◆ **Challenge**
Please render the lines below as a numbered list, leaving out blank lines and any pictures.

◆ **Recorded information**
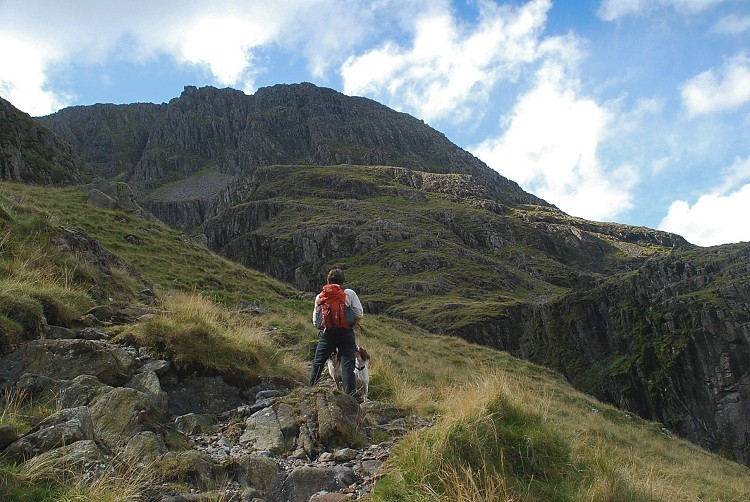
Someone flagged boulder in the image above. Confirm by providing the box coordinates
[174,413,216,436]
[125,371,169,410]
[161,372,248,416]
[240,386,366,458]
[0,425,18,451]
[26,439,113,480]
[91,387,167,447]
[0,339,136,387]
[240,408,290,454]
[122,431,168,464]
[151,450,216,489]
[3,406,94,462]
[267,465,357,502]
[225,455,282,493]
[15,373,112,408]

◆ **Result for this task**
1. Someone flagged boulder in the image above. Confirm by providing the box coordinates
2. [174,413,216,436]
3. [125,371,169,410]
4. [161,372,248,416]
5. [240,386,366,458]
6. [0,425,18,451]
7. [26,439,113,480]
8. [91,387,167,447]
9. [0,339,136,387]
10. [240,408,290,454]
11. [122,431,168,464]
12. [151,450,216,489]
13. [3,406,94,462]
14. [267,465,357,502]
15. [225,455,282,493]
16. [15,373,112,408]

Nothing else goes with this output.